Exercise brief:
Copy out, in full, each line of the data below that contains the string "positive".
----------------------------------------
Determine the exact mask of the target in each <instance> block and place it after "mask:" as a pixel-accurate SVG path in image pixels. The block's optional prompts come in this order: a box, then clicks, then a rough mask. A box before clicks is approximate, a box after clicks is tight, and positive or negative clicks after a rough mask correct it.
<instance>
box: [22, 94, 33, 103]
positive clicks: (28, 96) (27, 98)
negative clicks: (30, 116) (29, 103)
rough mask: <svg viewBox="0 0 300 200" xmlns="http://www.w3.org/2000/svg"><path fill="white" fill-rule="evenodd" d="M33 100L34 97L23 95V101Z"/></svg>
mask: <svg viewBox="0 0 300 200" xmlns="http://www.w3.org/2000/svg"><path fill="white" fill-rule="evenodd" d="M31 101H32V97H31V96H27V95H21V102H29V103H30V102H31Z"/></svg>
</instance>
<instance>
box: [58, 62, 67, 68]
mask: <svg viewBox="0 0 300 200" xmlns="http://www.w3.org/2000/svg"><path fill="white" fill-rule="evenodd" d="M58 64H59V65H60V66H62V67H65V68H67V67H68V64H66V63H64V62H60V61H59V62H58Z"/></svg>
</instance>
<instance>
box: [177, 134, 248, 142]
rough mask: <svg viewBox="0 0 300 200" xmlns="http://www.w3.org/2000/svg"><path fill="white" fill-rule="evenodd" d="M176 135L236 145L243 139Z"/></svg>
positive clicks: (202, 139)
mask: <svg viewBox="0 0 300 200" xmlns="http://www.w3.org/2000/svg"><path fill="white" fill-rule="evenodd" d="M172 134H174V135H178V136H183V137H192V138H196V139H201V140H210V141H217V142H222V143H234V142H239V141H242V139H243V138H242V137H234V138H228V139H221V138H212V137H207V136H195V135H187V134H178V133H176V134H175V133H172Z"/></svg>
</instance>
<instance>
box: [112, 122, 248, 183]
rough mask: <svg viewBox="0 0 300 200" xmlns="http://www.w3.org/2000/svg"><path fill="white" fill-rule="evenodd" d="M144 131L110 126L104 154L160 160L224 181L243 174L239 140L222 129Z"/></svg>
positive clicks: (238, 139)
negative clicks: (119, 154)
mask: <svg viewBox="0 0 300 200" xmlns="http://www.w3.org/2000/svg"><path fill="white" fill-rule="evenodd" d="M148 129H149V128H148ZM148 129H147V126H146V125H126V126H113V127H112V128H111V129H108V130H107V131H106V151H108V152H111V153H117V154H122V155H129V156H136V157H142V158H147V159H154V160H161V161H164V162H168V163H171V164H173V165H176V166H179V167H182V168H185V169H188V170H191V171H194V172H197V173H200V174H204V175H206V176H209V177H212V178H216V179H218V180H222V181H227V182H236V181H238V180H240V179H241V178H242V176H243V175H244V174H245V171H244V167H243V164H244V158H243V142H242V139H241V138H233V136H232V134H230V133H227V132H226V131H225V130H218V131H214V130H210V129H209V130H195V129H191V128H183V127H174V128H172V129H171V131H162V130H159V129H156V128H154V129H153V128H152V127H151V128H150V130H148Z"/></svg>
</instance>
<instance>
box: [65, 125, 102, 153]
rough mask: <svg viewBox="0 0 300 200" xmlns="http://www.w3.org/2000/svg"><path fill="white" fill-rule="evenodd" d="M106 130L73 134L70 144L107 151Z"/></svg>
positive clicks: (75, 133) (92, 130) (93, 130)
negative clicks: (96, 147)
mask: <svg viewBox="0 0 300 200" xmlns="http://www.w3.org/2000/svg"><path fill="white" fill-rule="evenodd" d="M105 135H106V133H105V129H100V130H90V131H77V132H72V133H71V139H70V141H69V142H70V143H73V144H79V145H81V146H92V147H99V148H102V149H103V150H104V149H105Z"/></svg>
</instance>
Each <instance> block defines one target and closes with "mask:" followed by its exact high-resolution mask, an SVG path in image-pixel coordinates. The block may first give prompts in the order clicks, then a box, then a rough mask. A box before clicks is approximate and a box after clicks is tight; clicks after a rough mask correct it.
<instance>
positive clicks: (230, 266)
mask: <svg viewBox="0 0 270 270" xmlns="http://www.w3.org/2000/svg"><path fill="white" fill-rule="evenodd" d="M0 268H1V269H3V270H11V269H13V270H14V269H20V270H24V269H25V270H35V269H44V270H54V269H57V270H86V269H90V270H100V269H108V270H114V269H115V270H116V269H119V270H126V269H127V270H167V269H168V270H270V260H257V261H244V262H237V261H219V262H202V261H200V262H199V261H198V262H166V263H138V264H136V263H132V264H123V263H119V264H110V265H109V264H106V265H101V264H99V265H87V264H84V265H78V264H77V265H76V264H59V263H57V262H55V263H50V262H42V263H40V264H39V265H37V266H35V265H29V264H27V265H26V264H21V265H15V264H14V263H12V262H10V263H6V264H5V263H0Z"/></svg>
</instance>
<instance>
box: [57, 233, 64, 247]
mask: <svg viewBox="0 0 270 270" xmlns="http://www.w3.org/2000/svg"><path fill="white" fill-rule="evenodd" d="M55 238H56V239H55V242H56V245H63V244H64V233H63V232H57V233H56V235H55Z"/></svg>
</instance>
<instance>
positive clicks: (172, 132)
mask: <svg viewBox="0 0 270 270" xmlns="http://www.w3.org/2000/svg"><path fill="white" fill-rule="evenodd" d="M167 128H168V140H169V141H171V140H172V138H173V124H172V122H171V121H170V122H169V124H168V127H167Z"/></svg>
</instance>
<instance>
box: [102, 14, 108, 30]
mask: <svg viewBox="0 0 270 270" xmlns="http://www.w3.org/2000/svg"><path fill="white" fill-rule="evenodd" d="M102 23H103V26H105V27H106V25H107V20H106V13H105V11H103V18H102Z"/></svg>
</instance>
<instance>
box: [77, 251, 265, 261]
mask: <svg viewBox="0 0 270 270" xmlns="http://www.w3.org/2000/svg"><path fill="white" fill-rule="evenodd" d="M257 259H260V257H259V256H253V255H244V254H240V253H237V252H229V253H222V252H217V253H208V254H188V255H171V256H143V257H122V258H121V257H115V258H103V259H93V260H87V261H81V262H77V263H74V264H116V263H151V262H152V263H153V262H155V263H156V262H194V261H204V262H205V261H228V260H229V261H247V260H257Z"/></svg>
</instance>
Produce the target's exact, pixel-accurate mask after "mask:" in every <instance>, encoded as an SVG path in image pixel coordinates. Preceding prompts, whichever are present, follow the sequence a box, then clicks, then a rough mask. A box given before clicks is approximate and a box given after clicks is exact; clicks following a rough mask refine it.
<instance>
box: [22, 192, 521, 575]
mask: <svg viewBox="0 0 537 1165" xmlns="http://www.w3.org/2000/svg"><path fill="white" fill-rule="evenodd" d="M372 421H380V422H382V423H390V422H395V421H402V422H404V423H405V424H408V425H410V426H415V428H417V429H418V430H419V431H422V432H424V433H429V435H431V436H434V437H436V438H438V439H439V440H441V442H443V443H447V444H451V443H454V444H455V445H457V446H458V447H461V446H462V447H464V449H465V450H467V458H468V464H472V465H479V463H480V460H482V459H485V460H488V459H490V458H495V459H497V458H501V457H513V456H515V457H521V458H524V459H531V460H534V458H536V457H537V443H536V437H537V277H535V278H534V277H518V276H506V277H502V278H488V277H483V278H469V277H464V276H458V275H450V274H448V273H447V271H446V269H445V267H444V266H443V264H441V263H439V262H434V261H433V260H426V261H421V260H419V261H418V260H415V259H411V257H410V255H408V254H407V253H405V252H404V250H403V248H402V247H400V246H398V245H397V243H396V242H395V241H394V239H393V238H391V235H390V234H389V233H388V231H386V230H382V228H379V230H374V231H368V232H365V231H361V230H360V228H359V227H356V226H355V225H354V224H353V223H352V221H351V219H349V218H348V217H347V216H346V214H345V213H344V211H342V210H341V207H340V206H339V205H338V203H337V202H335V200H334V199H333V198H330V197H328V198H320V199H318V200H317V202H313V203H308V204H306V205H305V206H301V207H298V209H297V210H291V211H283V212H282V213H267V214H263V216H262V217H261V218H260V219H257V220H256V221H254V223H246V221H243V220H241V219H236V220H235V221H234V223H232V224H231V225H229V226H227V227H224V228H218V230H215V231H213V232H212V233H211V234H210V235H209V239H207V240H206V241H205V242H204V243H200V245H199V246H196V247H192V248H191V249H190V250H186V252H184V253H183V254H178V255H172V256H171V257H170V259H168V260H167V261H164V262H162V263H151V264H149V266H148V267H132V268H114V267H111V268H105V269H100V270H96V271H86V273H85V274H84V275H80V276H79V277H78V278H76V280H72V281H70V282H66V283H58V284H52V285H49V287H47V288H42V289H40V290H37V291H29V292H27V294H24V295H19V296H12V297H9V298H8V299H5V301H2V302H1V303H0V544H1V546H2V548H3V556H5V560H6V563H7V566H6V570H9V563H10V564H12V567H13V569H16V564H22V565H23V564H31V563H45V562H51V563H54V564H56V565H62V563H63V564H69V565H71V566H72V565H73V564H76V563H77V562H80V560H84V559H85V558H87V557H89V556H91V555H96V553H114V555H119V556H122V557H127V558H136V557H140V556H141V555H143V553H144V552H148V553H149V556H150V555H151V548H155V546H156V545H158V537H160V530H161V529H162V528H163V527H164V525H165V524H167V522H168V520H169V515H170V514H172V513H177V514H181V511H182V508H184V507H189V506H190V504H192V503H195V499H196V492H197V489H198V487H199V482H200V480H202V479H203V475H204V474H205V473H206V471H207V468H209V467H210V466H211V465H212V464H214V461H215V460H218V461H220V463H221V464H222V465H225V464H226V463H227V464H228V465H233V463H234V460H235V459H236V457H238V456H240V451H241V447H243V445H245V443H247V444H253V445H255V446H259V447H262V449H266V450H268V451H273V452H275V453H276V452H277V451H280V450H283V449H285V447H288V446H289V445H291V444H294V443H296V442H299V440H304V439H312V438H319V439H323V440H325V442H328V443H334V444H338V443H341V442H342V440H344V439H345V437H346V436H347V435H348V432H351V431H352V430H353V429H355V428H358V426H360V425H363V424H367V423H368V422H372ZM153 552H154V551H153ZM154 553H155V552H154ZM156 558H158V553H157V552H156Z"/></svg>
----------------------------------------
Your solution:
Determine the exact mask of the target in each <instance> block and place it after "mask:" as a pixel-accurate SVG path in image pixels. The block's optional prompts come in this order: a box, then clicks, then a rough mask. A box before clicks is approximate, a box after clicks is tight, and positive or negative clicks after a rough mask correct it.
positive clicks: (28, 96) (27, 98)
positive clicks: (202, 139)
positive clicks: (238, 139)
positive clicks: (75, 133) (92, 130) (93, 130)
positive clicks: (230, 266)
positive clicks: (172, 132)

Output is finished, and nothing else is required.